* _Supplied material_

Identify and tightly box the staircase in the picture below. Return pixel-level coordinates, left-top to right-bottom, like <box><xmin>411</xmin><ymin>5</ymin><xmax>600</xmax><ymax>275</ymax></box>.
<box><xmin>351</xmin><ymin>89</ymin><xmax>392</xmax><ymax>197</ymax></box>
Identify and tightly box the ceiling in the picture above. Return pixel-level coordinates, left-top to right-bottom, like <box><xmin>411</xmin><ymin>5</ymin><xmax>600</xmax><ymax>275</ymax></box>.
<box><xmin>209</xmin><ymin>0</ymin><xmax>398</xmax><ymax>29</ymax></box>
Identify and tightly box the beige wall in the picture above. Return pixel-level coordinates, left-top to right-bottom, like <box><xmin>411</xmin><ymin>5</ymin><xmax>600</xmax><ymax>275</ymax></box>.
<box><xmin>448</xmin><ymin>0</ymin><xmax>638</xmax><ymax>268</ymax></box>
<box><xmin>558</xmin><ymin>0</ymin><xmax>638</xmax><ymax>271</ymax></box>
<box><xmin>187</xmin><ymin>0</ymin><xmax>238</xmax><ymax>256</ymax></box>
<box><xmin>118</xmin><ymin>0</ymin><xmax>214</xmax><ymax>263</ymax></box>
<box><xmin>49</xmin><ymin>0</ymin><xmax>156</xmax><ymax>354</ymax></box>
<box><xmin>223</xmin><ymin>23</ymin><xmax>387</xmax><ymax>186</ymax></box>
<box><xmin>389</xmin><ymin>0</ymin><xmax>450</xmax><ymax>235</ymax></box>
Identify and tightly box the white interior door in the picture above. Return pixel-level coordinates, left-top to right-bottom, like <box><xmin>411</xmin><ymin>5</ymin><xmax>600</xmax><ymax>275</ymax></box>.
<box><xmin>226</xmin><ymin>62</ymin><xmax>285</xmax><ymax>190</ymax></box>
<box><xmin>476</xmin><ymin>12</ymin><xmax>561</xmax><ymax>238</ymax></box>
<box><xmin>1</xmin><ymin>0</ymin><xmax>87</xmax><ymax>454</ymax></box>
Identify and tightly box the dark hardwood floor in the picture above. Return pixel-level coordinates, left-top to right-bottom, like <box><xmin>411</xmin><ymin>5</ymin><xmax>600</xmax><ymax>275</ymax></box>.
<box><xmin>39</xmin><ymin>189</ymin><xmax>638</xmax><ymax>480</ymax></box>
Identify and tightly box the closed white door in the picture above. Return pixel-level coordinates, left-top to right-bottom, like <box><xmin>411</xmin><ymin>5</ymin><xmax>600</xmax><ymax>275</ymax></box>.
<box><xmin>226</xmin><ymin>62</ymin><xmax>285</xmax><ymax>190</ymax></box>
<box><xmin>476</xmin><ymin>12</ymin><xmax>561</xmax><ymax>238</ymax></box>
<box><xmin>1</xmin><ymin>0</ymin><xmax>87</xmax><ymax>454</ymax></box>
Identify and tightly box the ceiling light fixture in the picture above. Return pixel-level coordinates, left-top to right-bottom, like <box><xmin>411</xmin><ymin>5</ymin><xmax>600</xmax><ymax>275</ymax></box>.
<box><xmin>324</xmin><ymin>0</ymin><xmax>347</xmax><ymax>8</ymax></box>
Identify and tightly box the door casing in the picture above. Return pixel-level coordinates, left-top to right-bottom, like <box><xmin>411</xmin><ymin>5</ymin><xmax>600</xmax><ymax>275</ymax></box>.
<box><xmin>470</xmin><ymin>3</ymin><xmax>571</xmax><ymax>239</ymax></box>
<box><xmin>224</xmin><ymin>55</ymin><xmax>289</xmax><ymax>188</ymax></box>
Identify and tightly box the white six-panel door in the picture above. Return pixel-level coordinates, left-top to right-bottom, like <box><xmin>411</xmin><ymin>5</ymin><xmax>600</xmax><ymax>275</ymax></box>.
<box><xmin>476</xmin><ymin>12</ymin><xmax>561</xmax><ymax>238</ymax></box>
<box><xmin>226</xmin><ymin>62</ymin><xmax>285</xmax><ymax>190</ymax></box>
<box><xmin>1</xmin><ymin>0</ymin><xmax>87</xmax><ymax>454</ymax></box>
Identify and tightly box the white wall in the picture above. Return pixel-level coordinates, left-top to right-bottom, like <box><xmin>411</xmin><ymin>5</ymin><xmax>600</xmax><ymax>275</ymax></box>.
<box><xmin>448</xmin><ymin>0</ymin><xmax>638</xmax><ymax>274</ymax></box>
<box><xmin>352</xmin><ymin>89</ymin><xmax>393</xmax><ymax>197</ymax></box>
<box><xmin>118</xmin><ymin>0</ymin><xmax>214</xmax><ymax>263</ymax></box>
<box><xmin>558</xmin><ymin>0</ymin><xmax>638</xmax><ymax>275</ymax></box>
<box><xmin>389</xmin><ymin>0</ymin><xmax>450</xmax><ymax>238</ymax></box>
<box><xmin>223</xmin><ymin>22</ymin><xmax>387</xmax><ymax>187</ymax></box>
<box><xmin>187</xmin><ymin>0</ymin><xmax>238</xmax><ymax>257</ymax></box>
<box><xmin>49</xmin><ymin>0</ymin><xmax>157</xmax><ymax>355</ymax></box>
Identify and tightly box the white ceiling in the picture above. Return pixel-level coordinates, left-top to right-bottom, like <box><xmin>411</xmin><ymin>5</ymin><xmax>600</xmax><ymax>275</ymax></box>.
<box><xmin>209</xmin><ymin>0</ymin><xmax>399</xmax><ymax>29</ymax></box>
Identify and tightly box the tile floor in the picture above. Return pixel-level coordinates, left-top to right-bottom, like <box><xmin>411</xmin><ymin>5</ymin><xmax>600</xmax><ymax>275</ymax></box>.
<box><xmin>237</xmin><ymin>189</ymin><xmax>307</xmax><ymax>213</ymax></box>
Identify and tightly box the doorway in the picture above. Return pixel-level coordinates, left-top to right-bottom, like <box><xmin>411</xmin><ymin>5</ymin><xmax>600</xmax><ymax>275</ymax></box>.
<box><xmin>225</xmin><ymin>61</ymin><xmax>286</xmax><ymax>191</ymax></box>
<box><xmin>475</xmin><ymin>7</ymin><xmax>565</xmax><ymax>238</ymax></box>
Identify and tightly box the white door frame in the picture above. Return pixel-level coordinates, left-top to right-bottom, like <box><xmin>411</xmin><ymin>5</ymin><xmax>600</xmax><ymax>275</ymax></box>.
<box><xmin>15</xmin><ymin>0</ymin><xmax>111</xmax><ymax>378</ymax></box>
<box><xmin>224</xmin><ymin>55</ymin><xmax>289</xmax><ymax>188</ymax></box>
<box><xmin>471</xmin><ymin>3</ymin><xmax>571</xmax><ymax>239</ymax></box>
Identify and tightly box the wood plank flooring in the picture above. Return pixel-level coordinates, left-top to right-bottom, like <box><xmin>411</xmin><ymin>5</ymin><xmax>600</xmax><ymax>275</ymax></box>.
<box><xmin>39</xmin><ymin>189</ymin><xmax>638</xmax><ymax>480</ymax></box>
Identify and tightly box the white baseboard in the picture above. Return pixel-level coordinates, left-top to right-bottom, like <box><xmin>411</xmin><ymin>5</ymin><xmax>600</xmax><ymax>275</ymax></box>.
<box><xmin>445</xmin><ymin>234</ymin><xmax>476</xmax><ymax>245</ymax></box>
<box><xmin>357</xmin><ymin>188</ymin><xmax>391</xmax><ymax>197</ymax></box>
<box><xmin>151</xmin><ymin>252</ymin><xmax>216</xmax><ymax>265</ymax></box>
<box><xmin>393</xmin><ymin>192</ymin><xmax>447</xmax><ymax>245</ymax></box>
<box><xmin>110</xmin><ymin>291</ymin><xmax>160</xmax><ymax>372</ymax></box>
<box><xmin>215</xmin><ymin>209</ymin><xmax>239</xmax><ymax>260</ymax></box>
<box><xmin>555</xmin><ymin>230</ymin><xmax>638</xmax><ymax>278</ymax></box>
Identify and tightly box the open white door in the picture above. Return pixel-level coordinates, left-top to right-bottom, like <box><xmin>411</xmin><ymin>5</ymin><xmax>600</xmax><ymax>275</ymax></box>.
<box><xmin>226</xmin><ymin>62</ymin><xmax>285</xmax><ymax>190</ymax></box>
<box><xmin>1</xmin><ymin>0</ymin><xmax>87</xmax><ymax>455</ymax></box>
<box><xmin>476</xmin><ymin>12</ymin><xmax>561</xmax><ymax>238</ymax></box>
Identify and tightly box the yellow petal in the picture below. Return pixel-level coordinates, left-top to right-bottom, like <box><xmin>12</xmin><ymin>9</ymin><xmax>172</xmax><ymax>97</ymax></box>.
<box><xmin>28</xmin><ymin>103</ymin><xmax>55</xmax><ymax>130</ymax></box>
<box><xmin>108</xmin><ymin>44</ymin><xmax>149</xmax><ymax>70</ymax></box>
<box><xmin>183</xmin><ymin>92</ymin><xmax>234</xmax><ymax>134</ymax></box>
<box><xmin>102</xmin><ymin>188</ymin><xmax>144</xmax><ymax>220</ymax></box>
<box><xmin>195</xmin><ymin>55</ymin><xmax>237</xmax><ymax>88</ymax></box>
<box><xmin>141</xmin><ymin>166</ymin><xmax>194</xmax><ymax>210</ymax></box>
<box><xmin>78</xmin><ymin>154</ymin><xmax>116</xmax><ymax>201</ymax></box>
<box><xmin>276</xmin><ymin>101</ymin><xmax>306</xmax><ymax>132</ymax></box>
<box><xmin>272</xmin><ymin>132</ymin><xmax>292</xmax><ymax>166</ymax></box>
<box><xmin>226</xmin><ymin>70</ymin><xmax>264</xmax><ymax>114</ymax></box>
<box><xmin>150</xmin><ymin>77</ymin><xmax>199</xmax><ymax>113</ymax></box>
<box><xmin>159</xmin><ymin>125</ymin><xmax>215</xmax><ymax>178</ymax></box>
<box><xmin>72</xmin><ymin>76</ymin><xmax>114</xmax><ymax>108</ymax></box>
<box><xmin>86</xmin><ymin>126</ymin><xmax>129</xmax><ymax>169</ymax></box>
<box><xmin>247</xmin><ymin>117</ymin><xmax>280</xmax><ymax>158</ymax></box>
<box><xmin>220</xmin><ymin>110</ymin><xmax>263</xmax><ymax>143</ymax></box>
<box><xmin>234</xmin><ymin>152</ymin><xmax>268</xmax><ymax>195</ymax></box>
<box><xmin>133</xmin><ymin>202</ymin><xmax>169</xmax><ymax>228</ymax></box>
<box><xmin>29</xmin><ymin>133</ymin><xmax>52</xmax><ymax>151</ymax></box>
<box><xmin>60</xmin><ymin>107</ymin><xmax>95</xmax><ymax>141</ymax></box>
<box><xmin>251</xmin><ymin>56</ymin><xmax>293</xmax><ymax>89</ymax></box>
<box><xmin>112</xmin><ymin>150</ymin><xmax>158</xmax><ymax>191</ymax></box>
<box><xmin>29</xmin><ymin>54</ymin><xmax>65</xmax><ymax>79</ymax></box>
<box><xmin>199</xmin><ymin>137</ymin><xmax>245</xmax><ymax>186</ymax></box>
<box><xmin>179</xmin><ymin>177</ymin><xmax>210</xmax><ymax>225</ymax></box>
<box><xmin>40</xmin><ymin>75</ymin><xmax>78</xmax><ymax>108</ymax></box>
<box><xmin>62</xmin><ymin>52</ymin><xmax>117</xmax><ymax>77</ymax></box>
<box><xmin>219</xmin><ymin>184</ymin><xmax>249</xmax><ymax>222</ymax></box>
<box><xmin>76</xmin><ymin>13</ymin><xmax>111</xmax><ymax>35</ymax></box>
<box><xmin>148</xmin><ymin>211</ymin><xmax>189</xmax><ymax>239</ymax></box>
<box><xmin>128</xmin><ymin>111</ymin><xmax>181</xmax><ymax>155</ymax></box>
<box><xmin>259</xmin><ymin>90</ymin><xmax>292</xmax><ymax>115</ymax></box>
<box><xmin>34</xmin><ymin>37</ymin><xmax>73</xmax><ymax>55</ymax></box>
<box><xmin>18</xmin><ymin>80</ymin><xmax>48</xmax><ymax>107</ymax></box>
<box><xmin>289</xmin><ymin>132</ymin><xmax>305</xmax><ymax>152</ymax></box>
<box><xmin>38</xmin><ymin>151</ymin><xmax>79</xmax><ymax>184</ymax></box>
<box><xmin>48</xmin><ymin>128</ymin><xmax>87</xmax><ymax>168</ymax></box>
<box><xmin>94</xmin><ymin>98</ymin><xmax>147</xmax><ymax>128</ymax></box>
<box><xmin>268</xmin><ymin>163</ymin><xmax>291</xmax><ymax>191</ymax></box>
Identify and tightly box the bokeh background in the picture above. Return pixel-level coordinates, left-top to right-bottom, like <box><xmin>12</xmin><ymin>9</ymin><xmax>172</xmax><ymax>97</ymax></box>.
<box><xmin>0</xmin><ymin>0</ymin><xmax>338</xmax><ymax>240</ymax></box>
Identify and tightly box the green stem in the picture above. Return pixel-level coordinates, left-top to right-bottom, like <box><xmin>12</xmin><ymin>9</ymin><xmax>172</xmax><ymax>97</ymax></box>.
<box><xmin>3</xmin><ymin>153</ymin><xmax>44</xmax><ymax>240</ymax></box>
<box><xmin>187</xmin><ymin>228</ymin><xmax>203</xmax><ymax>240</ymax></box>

* _Prompt_
Pull out every row above that contains the word "dark" and copy each one unchanged. Treat uppercase and lowercase as different.

* _Result of the task_
Identify and tightly box the dark hardwood floor in the picture above. Return pixel-level coordinates, left-top to right-bottom, like <box><xmin>411</xmin><ymin>5</ymin><xmax>600</xmax><ymax>275</ymax></box>.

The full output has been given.